## Passage extrait
--------

Les éléments clés de la torture comprennent le fait d’infliger intentionnellement de graves souffrances mentales ou physiques dans un but spécifique, avec la participation d’une personne agissant à titre officiel. L’augmentation du nombre de cas depuis le 7 octobre nous rappelle brutalement la nécessité urgente de documenter ces atrocités et de demander des comptes à leurs auteurs devant la communauté internationale.

Tactiques barbares

Les tactiques de torture employées contre les Palestiniens sont aussi variées que barbares, allant des passages à tabac brutaux aux techniques sophistiquées « sans contact » importées des pratiques d’interrogatoire mondiales. Israël a également exporté des méthodes de torture spécifiques, telles que la position de tension de la « chaise palestinienne ».

En plus d’infliger des souffrances atroces au moyen de tactiques telles que la suspension et la simulation de noyade, les forces israéliennes ont eu recours à la guerre psychologique, exploitant les sensibilités culturelles et les vulnérabilités individuelles pour amplifier les souffrances de leurs victimes. La privation de sommeil est un élément essentiel de la torture psychologique.

Les informations faisant état d’abus sexuels, notamment de viols et de nudité forcée, soulignent la dépravation à laquelle les détenus sont soumis. La combinaison insidieuse de torture physique et psychologique sert non seulement à punir, mais aussi à extorquer des aveux sous la contrainte. De telles pratiques marquent et traumatisent les survivants et leurs familles, tout en intimidant la communauté palestinienne dans son ensemble.

--------

## Extraits de données
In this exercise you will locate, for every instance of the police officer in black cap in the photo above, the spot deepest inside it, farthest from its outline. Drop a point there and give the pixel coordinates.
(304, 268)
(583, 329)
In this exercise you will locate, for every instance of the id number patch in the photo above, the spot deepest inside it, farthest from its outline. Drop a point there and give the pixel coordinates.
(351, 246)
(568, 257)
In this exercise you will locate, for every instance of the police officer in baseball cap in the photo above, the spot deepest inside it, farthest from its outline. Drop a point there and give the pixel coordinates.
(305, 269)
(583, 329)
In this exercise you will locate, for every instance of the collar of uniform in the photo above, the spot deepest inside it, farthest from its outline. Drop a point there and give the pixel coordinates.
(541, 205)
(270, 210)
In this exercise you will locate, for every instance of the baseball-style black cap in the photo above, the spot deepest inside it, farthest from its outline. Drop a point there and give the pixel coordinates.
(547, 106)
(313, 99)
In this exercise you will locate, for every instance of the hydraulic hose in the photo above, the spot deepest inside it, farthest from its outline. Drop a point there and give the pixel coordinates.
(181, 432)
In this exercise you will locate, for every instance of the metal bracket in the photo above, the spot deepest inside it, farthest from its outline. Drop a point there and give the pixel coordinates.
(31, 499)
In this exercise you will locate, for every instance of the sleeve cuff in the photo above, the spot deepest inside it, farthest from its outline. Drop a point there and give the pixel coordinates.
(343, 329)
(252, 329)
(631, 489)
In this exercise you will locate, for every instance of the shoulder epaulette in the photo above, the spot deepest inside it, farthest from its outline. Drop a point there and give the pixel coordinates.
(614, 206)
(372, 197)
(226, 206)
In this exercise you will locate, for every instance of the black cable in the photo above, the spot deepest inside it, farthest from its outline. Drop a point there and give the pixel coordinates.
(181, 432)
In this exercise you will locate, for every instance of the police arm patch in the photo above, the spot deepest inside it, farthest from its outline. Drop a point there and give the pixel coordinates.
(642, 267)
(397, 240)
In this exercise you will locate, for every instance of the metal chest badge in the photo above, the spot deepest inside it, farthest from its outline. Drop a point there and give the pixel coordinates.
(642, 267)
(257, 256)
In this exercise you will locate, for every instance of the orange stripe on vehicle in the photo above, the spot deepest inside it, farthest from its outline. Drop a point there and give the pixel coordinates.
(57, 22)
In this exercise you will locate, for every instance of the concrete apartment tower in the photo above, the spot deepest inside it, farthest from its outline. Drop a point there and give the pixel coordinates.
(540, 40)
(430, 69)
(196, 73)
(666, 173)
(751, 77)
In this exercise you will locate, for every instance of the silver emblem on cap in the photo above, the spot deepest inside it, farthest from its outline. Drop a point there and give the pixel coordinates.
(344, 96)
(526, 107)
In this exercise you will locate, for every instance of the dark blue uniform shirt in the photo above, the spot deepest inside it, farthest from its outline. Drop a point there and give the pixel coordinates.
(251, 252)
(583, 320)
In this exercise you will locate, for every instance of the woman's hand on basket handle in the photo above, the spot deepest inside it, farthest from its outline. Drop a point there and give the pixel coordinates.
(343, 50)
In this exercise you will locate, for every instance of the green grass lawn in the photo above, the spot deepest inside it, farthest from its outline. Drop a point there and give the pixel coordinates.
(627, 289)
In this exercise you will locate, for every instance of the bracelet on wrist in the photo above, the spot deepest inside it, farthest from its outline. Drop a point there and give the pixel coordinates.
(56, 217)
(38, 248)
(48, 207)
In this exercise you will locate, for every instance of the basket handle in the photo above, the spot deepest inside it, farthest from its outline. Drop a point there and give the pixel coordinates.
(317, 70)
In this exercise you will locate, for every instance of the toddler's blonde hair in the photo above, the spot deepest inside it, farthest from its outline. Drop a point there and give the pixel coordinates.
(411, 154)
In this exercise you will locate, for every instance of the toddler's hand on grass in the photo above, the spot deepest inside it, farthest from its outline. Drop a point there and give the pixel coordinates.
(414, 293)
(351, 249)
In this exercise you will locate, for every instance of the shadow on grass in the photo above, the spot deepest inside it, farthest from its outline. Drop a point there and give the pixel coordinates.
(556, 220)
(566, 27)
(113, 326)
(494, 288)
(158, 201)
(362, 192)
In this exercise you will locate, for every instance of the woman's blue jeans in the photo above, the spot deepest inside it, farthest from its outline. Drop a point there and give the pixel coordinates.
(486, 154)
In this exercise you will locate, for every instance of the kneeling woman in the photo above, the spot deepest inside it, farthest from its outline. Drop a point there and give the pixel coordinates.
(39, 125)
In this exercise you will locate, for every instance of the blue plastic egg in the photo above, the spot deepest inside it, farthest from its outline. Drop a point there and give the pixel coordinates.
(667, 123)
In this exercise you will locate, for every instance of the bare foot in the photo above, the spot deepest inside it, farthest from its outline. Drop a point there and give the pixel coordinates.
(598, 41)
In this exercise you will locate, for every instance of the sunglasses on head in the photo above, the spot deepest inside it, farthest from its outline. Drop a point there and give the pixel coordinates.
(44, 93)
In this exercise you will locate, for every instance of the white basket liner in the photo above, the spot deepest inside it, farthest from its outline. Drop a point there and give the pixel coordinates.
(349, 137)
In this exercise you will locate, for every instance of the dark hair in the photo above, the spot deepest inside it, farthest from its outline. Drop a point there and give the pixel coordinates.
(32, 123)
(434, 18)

--------

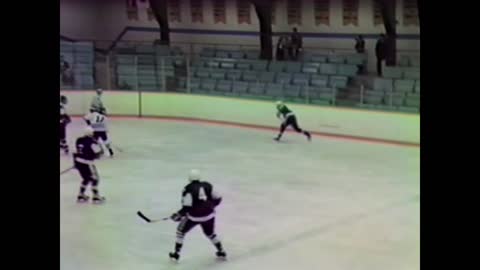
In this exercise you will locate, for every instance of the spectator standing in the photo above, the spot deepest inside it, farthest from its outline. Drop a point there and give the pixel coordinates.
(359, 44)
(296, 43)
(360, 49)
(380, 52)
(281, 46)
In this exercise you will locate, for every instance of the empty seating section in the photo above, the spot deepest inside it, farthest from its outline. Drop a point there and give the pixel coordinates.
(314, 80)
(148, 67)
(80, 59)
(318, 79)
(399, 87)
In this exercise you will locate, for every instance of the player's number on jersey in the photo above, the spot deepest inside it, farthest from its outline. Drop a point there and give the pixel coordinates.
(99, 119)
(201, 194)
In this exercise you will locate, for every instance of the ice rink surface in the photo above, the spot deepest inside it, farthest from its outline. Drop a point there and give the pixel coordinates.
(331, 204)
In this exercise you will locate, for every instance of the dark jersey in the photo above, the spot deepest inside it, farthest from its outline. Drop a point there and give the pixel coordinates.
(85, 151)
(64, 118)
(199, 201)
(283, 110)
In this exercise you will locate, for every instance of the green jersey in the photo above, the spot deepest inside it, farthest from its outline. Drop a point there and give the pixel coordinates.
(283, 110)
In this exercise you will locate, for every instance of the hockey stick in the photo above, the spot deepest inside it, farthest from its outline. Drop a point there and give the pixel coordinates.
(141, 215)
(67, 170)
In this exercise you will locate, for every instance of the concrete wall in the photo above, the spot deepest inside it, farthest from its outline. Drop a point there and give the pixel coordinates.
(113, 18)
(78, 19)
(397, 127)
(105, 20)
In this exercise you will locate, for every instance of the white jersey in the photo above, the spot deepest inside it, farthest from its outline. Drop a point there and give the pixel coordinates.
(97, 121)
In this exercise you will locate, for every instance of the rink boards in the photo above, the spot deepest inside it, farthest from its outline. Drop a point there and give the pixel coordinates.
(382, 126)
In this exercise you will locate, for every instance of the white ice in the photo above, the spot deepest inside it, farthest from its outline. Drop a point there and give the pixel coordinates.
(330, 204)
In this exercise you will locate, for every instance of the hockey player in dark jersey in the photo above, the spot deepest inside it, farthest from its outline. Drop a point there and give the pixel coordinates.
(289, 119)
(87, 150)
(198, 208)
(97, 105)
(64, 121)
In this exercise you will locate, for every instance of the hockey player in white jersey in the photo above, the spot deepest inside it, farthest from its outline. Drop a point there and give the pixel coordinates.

--------

## Consigne A
Répondez à ces questions sur le passage consacré à la torture :
(i) Quelle position de tension Israël a-t-il exportée ?
(ii) Quel procédé est présenté comme un élément essentiel de la torture psychologique ?
(iii) En plus de punir, à quoi sert la combinaison de torture physique et psychologique ?
## Consigne B
Recopiez à l'identique le passage sur la torture, depuis « Les informations faisant » jusqu'à « dans son ensemble. » inclus.

## Réponse finale A
(i) La position de tension de la « chaise palestinienne ».
(ii) La privation de sommeil.
(iii) À extorquer des aveux sous la contrainte.

## Réponse finale B
Les informations faisant état d’abus sexuels, notamment de viols et de nudité forcée, soulignent la dépravation à laquelle les détenus sont soumis. La combinaison insidieuse de torture physique et psychologique sert non seulement à punir, mais aussi à extorquer des aveux sous la contrainte. De telles pratiques marquent et traumatisent les survivants et leurs familles, tout en intimidant la communauté palestinienne dans son ensemble.